The problem ::
The answer must be every line below that holds the word "tent".

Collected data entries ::

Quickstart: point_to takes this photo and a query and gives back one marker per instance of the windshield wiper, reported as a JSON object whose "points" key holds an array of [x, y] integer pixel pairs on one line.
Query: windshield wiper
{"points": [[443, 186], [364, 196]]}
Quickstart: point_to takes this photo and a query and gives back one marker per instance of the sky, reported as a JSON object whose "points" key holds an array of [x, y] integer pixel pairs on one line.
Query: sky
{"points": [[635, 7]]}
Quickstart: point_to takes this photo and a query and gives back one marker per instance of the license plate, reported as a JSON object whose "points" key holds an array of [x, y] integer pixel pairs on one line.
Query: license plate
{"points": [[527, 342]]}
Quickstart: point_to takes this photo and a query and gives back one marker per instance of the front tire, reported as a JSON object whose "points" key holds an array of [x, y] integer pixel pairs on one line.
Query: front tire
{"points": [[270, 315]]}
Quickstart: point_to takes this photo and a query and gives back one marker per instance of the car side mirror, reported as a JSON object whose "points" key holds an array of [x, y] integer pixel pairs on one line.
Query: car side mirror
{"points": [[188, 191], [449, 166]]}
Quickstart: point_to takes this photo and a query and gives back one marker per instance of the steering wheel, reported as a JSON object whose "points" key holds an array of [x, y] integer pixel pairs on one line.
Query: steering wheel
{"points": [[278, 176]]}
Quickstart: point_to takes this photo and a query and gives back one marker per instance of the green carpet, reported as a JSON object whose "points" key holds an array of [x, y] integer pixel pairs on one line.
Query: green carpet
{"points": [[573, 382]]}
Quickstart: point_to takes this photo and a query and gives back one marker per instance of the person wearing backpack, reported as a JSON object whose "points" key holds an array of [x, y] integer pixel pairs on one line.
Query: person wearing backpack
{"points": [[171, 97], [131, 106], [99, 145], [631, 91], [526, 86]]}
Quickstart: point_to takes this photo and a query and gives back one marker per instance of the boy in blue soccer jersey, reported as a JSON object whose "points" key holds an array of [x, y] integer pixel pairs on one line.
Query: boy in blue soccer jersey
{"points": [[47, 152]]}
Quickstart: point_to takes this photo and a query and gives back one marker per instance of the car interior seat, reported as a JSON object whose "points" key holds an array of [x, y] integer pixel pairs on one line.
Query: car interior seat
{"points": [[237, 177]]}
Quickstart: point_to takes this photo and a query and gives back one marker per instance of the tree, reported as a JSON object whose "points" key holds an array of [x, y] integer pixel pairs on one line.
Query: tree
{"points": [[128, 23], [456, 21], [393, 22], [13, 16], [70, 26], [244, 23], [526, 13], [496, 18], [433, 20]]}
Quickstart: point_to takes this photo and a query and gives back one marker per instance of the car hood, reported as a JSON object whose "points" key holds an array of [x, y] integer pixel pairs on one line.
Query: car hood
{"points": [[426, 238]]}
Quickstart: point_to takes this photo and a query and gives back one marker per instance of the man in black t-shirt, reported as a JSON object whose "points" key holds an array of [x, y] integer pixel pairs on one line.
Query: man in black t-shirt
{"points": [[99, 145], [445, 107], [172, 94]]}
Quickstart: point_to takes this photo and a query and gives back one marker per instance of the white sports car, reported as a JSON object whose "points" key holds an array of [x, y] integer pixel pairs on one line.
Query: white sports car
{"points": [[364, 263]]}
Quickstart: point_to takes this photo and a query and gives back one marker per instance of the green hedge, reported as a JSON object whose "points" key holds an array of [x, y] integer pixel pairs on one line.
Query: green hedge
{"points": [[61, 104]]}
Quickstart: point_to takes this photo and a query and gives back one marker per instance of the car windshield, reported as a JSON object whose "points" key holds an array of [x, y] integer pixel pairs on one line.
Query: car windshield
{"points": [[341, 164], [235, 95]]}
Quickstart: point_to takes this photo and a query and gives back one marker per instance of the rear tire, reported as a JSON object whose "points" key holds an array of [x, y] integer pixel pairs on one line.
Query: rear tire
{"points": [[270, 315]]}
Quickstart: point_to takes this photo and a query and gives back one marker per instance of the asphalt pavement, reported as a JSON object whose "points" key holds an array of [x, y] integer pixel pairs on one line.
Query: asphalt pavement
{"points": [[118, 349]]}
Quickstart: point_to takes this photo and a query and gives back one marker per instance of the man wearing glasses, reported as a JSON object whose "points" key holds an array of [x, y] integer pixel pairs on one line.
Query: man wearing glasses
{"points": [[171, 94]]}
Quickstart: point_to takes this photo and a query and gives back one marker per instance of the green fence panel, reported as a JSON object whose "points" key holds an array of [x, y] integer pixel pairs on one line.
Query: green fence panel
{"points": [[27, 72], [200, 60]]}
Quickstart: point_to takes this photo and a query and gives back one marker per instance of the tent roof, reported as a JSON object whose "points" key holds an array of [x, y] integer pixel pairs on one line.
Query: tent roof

Result for this exercise ::
Quickstart: point_to takes this photo and a query and gives back one marker per instance of the tent roof, reported as a JSON object whose "points" key holds an array of [x, y] integer pixel pairs on one line.
Query: tent roof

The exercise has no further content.